A quien se ofrece vivir, se le brinda una obligación genérica de sobrevivir y una aventura individual de poder hacerlo tanteando entre lo posible y lo imposible. Una aventura en la cual confinan el goce supremo y la belleza por una parte, y la tristeza y la disolución por otra. A pocos angströms de distancia están en nosotros la orientación firme y la desorientación total, la cordura y la locura. Una aventura interesantísima, siempre heroica y patética, un esfuerzo continuo y variado, lleno de riesgos y de fracasos, ricamente sembrado también de pequeñas y de máximas victorias. En este otear en la maroma, la huida del sufrimiento, copresente en la vida, acompaña como criterio básico todos nuestros pasos, pequeños y grandes.

Bajo esta bóveda omnipresente, nuestro término de la desorientación vital los cubre a todos —aquí ejemplificados y otros— amplificando desde lo normal el terreno clínico que acaba necesariamente en la clasificación pragmática de confusiones, delirios y demencias. Y si bien sabemos que la mordedura de un mosquito, un tóxico trivial, una neoplasia solapada o una infección sin importancia pueden, desde cualquier sitio de un subsistema factorial, producir estorbos que redundan en actos de locura, nos hemos interesado en este libro más bien por aquellos casos en que estos agentes quedan en segunda línea de causantes y nos hemos acercado a aquella vasta semiología que, humanamente hablando, también sin ellos puede causar la trágica desviación de la persona hacia la entropía prematura. Estamos en este estudio más bien cerca de aquellos sitios interiores en los que la huida del patior nos tiende acechos de error y de compulsión incluso en la vida cotidiana y normal, y donde el trauma no lleva el aspecto de herida sangrienta ni de pus maloliente.

Si nos paramos deliberadamente sin agotar la lista de los casos clásicos en los que la huida del patior nos lanza hacia la desorientación, los ocho tipos de valoración errónea, falsificada o compulsiva, representan ya una enorme mayoría de los modos de huir que el Bíos no acepta como válidos y los sanciona, al menos si de ellos intentamos hacer un sistema de supervivencia. Pero, si exceptuamos el sombrío impacto de la esquizofrenia, ¡cuan humanos son, y cuan cerca de lo normal están los demás siete errores! Cualquiera de nosotros, con un poco de introspección honrada, podría confesar que ha pasado, y no una vez, por los escollos de todos ellos. Parece sumamente lícito el apasionado deseo de cazar la felicidad por cualquiera de los caminos asequibles e intentar pasarla de contrabando ante los vigilantes aduaneros del patior: lo típico del klonoréctico lo llevamos en nuestras angustias ante la muerte y la breve vida. Es profundamente comprensible que la verdad, honestamente aceptada y soportada en su "así es" por el klinoréctico, le puede cansar mortalmente: a nosotros nos ha cansado también. Nuestra es también la ilusión de que, creyéndonos buenos y ricos en regalos, tenemos el derecho de exigir al otro más amor y comprensión de lo que nos dan: el espasmo de la espera kurtoréctica no nos es desconocido. ¿No hemos intentado nunca por caminos irracionales y hasta mágicos sobornar la implacable Némesis individual, empleando en pequeña escala los ritos que el anankoréctico quiere elevar a una medicina omnipotente de sus torturas? ¿No hemos cedido nunca al placer de ejercer el poder injusto sobre los demás, buscando en ello una autoafirmación propia, valiéndonos al menos de un intento de lo que en el erizoréctico consumado será ya todo un sistema cuidadosamente elaborado? Y ¿quién de nosotros puede declararse exento de las ganas de matar y de agredir, a raíz de nuestros miedos, odios, o simplemente de nuestra crueldad o insaciabilidad ektroréctica, culpando a los demás por nuestro sufrimiento? O ¿hay alguien entre nosotros que no conozca la soberana soberbia que para huir de la inferioridad propia la oculta ante el espejo interior y para taparla bien la remata con el desprecio hacia estos miserables que son los demás: la red autofabricada en la que caerá el hybroréctico paranoico si se atreve a creer definitivamente que es dueño de su destino?

## Tarea
Enumera, en el orden en que aparecen, todas las palabras terminadas en "-réctico" o "-réctica" del texto de estudio.

## Registros seleccionados
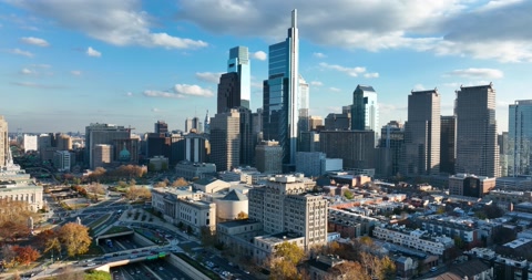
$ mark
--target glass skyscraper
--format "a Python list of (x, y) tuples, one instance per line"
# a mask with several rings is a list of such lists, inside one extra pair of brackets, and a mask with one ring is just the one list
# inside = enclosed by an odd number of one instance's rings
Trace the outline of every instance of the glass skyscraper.
[(283, 164), (296, 159), (299, 108), (299, 39), (297, 11), (291, 11), (291, 27), (285, 41), (269, 46), (268, 80), (264, 81), (264, 139), (277, 141), (283, 148)]
[(249, 102), (252, 98), (252, 72), (247, 46), (235, 46), (229, 50), (227, 73), (238, 74), (241, 106), (249, 108)]
[(515, 101), (509, 114), (508, 173), (532, 175), (532, 100)]

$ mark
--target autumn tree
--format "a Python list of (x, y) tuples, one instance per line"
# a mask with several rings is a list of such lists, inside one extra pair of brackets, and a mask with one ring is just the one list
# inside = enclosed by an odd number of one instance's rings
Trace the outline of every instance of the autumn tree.
[(39, 253), (39, 251), (33, 249), (31, 246), (13, 246), (12, 249), (17, 253), (17, 261), (25, 266), (29, 266), (31, 262), (41, 257), (41, 253)]
[(305, 251), (295, 242), (284, 241), (276, 246), (274, 258), (269, 263), (270, 279), (299, 279), (297, 265), (305, 257)]
[(236, 216), (236, 219), (237, 220), (243, 220), (243, 219), (247, 219), (247, 212), (245, 211), (239, 211), (238, 215)]
[(92, 183), (85, 187), (86, 193), (92, 194), (94, 200), (98, 201), (98, 195), (105, 194), (105, 188), (100, 183)]
[(89, 236), (88, 227), (76, 222), (69, 222), (59, 229), (58, 235), (69, 257), (89, 251), (92, 238)]
[(172, 187), (183, 187), (188, 186), (188, 182), (185, 178), (180, 177), (172, 183)]
[(152, 191), (145, 187), (131, 186), (125, 193), (125, 197), (130, 200), (136, 200), (141, 197), (147, 200), (152, 198)]

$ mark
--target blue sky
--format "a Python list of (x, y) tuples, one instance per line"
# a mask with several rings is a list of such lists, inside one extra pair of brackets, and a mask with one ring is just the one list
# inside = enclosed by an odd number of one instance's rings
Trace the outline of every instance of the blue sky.
[(407, 121), (411, 90), (438, 87), (448, 115), (460, 85), (493, 82), (505, 131), (508, 105), (532, 98), (532, 1), (0, 0), (0, 114), (11, 132), (183, 129), (214, 115), (236, 45), (252, 53), (255, 110), (295, 8), (311, 115), (339, 113), (357, 84), (378, 92), (380, 125)]

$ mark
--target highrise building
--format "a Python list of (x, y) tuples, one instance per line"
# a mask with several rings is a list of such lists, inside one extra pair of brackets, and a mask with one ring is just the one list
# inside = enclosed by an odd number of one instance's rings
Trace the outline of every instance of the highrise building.
[[(95, 168), (94, 163), (100, 163), (101, 160), (95, 160), (93, 158), (94, 148), (96, 145), (105, 144), (112, 145), (114, 139), (129, 139), (131, 138), (131, 129), (125, 128), (124, 126), (119, 126), (115, 124), (91, 124), (85, 127), (85, 164), (90, 165), (90, 168)], [(101, 152), (102, 148), (99, 148)], [(105, 152), (105, 155), (113, 155), (112, 151), (110, 153)], [(111, 158), (112, 160), (113, 158)], [(108, 158), (103, 158), (106, 163)]]
[(457, 91), (457, 173), (499, 177), (495, 89), (493, 84)]
[(154, 126), (155, 126), (155, 128), (154, 128), (155, 133), (167, 133), (168, 132), (168, 124), (165, 123), (164, 121), (157, 121)]
[(375, 168), (375, 133), (371, 131), (323, 131), (319, 147), (327, 157), (341, 158), (345, 168)]
[(263, 141), (255, 147), (255, 167), (260, 173), (283, 173), (283, 148), (276, 141)]
[(311, 185), (305, 178), (275, 176), (266, 185), (253, 188), (249, 197), (249, 219), (259, 221), (266, 234), (290, 232), (303, 237), (298, 246), (305, 250), (327, 242), (327, 199), (306, 194)]
[(438, 90), (412, 91), (408, 95), (408, 122), (405, 125), (405, 158), (401, 168), (403, 175), (440, 173), (440, 118)]
[(397, 121), (390, 121), (380, 128), (380, 139), (377, 148), (377, 173), (381, 176), (397, 176), (402, 149), (405, 146), (405, 127)]
[[(357, 85), (352, 92), (351, 129), (374, 131), (379, 129), (379, 106), (377, 92), (371, 85)], [(376, 137), (378, 139), (378, 137)]]
[(264, 81), (264, 139), (278, 141), (283, 163), (295, 165), (299, 116), (299, 35), (297, 11), (291, 11), (291, 27), (285, 41), (269, 46), (268, 80)]
[(30, 151), (38, 151), (38, 142), (39, 137), (37, 135), (29, 135), (24, 134), (24, 153), (28, 153)]
[(510, 105), (508, 129), (509, 175), (532, 175), (532, 100)]
[(457, 116), (441, 116), (440, 173), (454, 174), (457, 159)]
[(217, 172), (231, 170), (241, 163), (241, 114), (237, 110), (211, 118), (211, 162)]
[(0, 168), (6, 167), (9, 149), (8, 122), (0, 115)]

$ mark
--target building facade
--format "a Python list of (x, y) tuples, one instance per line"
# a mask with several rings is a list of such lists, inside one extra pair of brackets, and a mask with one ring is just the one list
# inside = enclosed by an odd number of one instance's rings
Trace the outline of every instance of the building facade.
[(532, 175), (532, 100), (510, 105), (508, 129), (509, 176)]
[(217, 172), (231, 170), (241, 163), (241, 114), (237, 110), (211, 118), (211, 162)]
[[(283, 148), (283, 164), (295, 164), (299, 101), (299, 35), (297, 11), (291, 11), (288, 38), (269, 45), (268, 80), (263, 96), (264, 139), (277, 141)], [(287, 167), (288, 168), (288, 167)]]
[(457, 91), (457, 173), (499, 177), (495, 89), (493, 84)]
[(405, 157), (401, 173), (407, 176), (440, 173), (440, 94), (438, 90), (412, 91), (408, 95), (405, 127)]

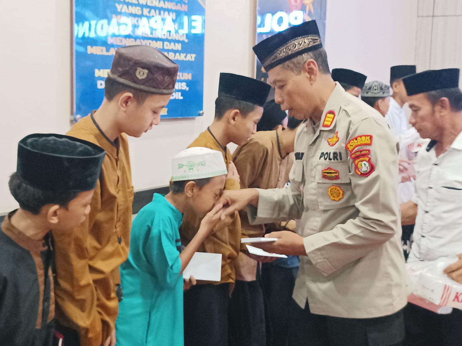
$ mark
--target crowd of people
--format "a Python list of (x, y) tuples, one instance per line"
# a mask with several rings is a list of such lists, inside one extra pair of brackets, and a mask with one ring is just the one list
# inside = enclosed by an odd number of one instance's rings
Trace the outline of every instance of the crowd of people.
[[(405, 268), (457, 256), (462, 283), (459, 70), (331, 71), (314, 20), (253, 50), (268, 84), (220, 74), (213, 122), (133, 221), (127, 136), (159, 123), (178, 70), (161, 52), (119, 48), (98, 109), (19, 142), (0, 344), (462, 344), (462, 311), (408, 304)], [(262, 237), (287, 258), (241, 243)], [(198, 251), (221, 255), (219, 281), (183, 279)]]

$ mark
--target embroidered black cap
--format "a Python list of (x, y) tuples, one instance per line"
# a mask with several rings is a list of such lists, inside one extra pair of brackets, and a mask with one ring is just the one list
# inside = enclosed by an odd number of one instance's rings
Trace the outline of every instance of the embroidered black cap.
[(310, 20), (270, 36), (253, 49), (267, 72), (296, 56), (322, 48), (316, 21)]
[(415, 65), (396, 65), (390, 68), (390, 83), (403, 77), (414, 74), (415, 73)]
[(459, 87), (458, 68), (429, 70), (403, 78), (404, 87), (409, 96), (434, 90)]
[(93, 190), (106, 152), (83, 139), (55, 133), (26, 136), (18, 145), (16, 173), (27, 185), (49, 191)]

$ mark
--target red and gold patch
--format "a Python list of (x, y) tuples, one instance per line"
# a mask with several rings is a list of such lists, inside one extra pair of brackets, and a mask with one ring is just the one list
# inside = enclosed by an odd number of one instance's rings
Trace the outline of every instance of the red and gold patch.
[(329, 143), (329, 145), (333, 147), (337, 143), (337, 142), (339, 141), (338, 134), (339, 131), (337, 131), (335, 132), (335, 134), (334, 135), (333, 137), (331, 137), (327, 139), (327, 143)]
[(362, 145), (371, 145), (372, 143), (372, 136), (371, 135), (360, 135), (357, 137), (355, 137), (345, 144), (345, 148), (351, 153), (357, 147), (360, 147)]
[(369, 177), (374, 172), (375, 167), (369, 156), (359, 157), (354, 161), (354, 171), (358, 175)]
[(370, 155), (371, 150), (369, 149), (363, 149), (362, 150), (353, 151), (350, 154), (350, 157), (353, 160), (354, 160), (355, 159), (357, 159), (359, 157), (366, 156)]
[(322, 122), (323, 127), (330, 127), (335, 118), (335, 112), (334, 111), (329, 111), (326, 113), (326, 116), (324, 118), (324, 121)]
[(339, 171), (330, 167), (321, 171), (321, 174), (323, 179), (327, 179), (328, 180), (336, 180), (340, 179)]
[(343, 190), (340, 188), (340, 186), (332, 185), (328, 189), (327, 194), (329, 195), (331, 200), (338, 202), (343, 198)]

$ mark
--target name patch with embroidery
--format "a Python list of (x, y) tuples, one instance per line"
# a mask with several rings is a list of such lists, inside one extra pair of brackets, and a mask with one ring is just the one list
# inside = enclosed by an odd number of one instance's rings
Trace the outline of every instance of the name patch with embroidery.
[(338, 135), (339, 131), (337, 131), (335, 132), (335, 134), (334, 134), (333, 137), (327, 139), (327, 143), (328, 143), (329, 145), (331, 147), (333, 147), (337, 143), (337, 142), (339, 141)]
[(328, 167), (321, 171), (321, 175), (323, 179), (328, 180), (336, 180), (340, 179), (339, 171), (330, 167)]
[(372, 136), (371, 135), (361, 135), (355, 137), (350, 142), (345, 144), (345, 148), (350, 153), (357, 147), (362, 145), (371, 145), (372, 143)]

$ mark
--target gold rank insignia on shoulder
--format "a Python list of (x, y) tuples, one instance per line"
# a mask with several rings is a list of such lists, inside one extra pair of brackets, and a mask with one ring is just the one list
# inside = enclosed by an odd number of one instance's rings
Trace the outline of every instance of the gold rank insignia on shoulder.
[(362, 145), (371, 145), (372, 144), (371, 135), (360, 135), (353, 138), (345, 144), (345, 148), (351, 153), (357, 147), (360, 147)]
[(343, 198), (343, 190), (340, 186), (337, 185), (332, 185), (327, 190), (327, 194), (333, 201), (338, 202)]
[(328, 180), (336, 180), (340, 179), (340, 174), (336, 169), (328, 167), (321, 171), (321, 175), (323, 179)]
[(329, 143), (329, 145), (331, 147), (333, 147), (336, 144), (337, 142), (339, 141), (339, 131), (337, 131), (335, 132), (335, 134), (334, 135), (333, 137), (330, 138), (328, 138), (327, 139), (327, 143)]
[(335, 118), (335, 112), (334, 111), (329, 111), (326, 113), (326, 116), (324, 118), (324, 121), (322, 123), (323, 127), (330, 127)]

## Solución
klonoréctico, klinoréctico, kurtoréctica, anankoréctico, erizoréctico, ektroréctica, hybroréctico